START RECORDS PROVIDED

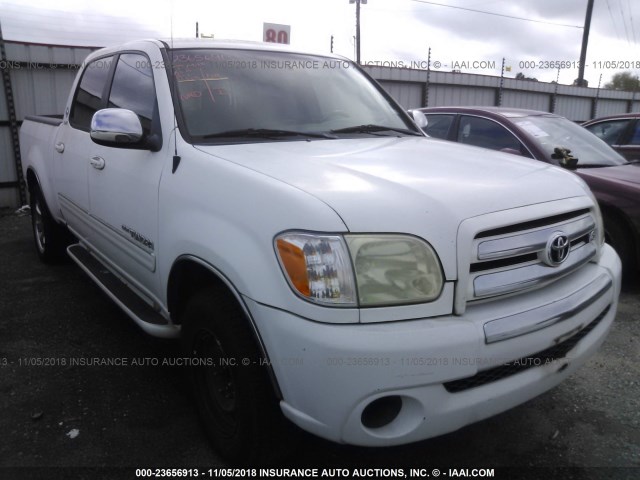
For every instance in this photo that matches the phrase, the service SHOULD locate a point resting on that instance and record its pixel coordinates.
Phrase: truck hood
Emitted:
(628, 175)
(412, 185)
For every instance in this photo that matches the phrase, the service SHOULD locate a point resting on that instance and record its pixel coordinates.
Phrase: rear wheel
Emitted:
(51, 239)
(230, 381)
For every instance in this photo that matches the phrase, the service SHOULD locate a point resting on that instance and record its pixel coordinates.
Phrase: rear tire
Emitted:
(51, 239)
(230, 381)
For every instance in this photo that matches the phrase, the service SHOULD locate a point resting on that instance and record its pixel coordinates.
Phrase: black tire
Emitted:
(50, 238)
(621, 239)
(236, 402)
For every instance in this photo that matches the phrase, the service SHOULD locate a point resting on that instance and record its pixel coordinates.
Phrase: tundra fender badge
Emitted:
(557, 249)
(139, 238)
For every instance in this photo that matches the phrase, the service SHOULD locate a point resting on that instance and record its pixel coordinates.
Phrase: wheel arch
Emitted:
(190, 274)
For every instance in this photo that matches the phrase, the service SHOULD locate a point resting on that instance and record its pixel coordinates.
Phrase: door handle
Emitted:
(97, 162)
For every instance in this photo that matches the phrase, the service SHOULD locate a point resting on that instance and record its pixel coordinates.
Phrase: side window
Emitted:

END RECORDS PROVIDED

--- GOAL OF THE EXERCISE ---
Each line above is to be copied verbatim. Drop any image from the copy.

--- SOLUTION ---
For every instance in this photo that matches the phrase, the service SHOULD locate a point resting on that instance and record its pixel coordinates.
Phrase: truck hood
Emitted:
(628, 175)
(412, 185)
For every instance in this photo that matches the phrase, the service SHOULD locate a point resting on that instance and record its pixel coordinates.
Phrase: rear wheel
Emitted:
(51, 239)
(230, 381)
For every instance in this photo that matches the phrase, the service SHOULD locate a point resting on that instance and record its pixel coordinates.
Phrase: rear tire
Emitted:
(51, 239)
(230, 381)
For every instance in this photo that matches the phrase, the service SHOULD locate a point resting on that instance and record its pixel coordinates.
Phrase: black tire
Emitted:
(50, 238)
(621, 239)
(236, 402)
For every instance in this photo that matches the phrase, the service SHOULD locate a point resting on that instance and record its pixel coordinates.
Phrase: tundra fender badge
Emitted:
(557, 249)
(139, 238)
For every instance in this photo that matches the phrase, the service SHOULD locate a point resting on that instance and record its pixel coordinates.
Phrase: wheel arch
Emitted:
(190, 274)
For every instance in this photo that matches the phrase, the service SHOULD locate a point resting on that instance and record its pixel coordinates.
Phrase: door handle
Emitted:
(97, 162)
For every instance in this photo that matches the phrase, the service SHOULD locate a point resting on that instance and record its pixel coordinates.
Phrase: side window
Emitted:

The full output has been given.